В 1783 году при организации VIII провинции ордена звание провинциального великого мастера оставлено было для царевича Павла. В 1784 году происходит первая поездка из Москвы в Петербург от московских розенкрейцеров архитектора Баженова, друга Павла. После подготовки состоялось принятие Павла в масонство сенатором И. П. Елагиным в присутствии графа Панина. Масоны торжествовали. Они были уверены, что в России будет сидеть на троне свой брат масон, который беспрекословно будет выполнять все предписания ордена. В честь Павла слагались масонские песни и гимны. В 1784 году известный масон И. В. Лопухин пишет восторженную песнь, где расточает ему похвалы и выражает уверенность видеть в лице Павла истинного масонского императора:

Залог любви небесной

В тебе мы, Павел, зрим;

В чете твоей прелестной

Зрак ангела мы чтим.

Украшенный венцом,

Ты будешь нам отцом!

Судьба благоволила

Петров возвысить дом

И нас всех одарила,

Даря тебя плодом.

Украшенный венцом,

Ты будешь нам отцом!

С тобой да воцарятся

Блаженство, правда, мир;

Без страха да явятся

Пред троном нищ и сир.

Украшенный венцом,

Ты будешь нам отцом!>*

 

Сношения масонов с Павлом продолжаются. Это не могло ускользнуть от внимания Екатерины. На московский кружок Новикова в 1785 году открывается гонение. Благородный Павел сначала не видел ничего предосудительного и опасного в масонстве. Он верил в порядочность людей. Люди, которые говорили ему о Боге, о морали и справедливости, не могли внушать опасений. В одно из посещений Павел спрашивал Баженова, не преследуют ли масоны худых целей, на что Баженов клятвенно уверял, что в масонстве нет ничего худого, и Павел закончил разговор словами: <Боге вами, только живите смирно>.

 

* Е. С. Шумигорский. Император Павел 1 и масонство. - Масонство в его

прошлом и настоящем. Т. II. С. 144.

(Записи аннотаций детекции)
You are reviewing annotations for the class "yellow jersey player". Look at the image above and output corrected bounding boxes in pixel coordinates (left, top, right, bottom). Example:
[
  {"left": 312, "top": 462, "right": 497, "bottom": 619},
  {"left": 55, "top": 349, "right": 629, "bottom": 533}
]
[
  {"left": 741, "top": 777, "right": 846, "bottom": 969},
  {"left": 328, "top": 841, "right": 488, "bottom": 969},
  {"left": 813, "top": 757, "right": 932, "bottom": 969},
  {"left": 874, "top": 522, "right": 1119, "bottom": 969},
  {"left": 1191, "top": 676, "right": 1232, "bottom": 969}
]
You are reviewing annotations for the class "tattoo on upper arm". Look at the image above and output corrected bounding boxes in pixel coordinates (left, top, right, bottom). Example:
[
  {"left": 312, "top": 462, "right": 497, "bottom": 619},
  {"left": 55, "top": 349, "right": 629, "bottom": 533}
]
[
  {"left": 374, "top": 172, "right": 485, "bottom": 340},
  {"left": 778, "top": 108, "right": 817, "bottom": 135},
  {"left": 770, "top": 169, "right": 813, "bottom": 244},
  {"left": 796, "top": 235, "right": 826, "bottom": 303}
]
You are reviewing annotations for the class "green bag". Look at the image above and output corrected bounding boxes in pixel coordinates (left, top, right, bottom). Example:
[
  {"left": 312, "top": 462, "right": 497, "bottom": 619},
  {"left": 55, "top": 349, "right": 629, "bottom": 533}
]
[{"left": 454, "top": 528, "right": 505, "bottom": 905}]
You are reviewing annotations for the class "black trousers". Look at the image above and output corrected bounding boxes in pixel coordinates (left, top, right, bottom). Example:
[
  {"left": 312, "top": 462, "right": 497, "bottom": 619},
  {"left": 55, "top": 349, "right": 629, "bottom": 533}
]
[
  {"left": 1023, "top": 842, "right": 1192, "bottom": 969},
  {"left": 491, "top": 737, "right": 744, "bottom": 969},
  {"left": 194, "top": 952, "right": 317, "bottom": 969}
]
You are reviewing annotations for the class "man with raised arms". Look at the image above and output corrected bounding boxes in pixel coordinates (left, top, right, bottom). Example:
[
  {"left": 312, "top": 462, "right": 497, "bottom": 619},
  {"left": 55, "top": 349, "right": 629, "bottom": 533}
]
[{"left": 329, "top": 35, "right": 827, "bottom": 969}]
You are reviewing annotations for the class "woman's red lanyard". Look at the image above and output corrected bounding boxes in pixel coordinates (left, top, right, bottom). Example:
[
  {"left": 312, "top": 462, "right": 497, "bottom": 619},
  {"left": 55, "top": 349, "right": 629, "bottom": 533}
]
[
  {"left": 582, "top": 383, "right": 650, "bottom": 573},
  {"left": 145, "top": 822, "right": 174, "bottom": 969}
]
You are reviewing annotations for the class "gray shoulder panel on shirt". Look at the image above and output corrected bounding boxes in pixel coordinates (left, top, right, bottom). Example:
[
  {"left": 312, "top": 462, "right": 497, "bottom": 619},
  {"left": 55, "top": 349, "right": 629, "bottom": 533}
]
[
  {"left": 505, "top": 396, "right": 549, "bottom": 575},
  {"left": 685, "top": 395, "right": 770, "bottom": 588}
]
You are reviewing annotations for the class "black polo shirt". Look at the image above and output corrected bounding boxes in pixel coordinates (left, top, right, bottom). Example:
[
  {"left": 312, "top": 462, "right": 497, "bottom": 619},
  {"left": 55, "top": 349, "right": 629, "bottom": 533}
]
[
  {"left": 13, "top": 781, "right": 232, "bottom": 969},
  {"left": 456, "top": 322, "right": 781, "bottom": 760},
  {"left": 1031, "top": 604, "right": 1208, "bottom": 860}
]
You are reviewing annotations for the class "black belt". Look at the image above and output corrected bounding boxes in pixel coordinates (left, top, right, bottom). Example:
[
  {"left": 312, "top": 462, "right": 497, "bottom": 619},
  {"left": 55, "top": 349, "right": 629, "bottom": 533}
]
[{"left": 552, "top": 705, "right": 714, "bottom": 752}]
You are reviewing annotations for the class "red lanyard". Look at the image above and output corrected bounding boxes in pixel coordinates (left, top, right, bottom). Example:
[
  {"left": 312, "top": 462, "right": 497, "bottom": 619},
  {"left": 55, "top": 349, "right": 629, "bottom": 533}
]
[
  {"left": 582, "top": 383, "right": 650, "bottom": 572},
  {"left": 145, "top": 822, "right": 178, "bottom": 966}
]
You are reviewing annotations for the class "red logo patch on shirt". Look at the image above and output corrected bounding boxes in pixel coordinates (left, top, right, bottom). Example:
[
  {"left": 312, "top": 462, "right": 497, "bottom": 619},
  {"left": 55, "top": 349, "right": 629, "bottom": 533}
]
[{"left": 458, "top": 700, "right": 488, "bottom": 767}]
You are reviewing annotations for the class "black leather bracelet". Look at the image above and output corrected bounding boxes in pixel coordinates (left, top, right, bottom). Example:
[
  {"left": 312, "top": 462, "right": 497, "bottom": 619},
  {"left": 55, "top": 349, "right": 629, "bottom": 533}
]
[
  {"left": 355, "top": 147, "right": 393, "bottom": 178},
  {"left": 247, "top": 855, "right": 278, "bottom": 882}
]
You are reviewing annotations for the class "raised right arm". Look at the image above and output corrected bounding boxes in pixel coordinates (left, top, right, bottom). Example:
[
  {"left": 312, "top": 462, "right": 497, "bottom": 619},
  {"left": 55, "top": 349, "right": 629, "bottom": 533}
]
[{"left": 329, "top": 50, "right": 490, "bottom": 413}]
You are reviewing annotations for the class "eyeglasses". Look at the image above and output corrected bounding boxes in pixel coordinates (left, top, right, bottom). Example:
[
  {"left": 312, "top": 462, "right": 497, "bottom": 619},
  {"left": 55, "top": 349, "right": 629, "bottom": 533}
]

ОБЯЗАТЕЛЬНОЕ ЗАДАНИЕ A
Ответьте на вопросы по фрагменту о Павле и масонстве:
(i) Кто принял Павла в масонство?
(ii) Кто в 1784 году написал восторженную песнь в честь Павла?
(iii) В каком году началось гонение на московский кружок Новикова?
ОБЯЗАТЕЛЬНОЕ ЗАДАНИЕ B
Найдите в записях все строки, где встречается слово «lanyard», и перепишите их. Регистр учитывается.
Фрагмент и записи между собой никак не связаны.

ПОЛНЫЙ ОТВЕТ A
(i) Сенатор И. П. Елагин, в присутствии графа Панина.
(ii) И. В. Лопухин.
(iii) В 1785 году.

ПОЛНЫЙ ОТВЕТ B
You are reviewing annotations for the class "woman's red lanyard". Look at the image above and output corrected bounding boxes in pixel coordinates (left, top, right, bottom). Example:
You are reviewing annotations for the class "red lanyard". Look at the image above and output corrected bounding boxes in pixel coordinates (left, top, right, bottom). Example:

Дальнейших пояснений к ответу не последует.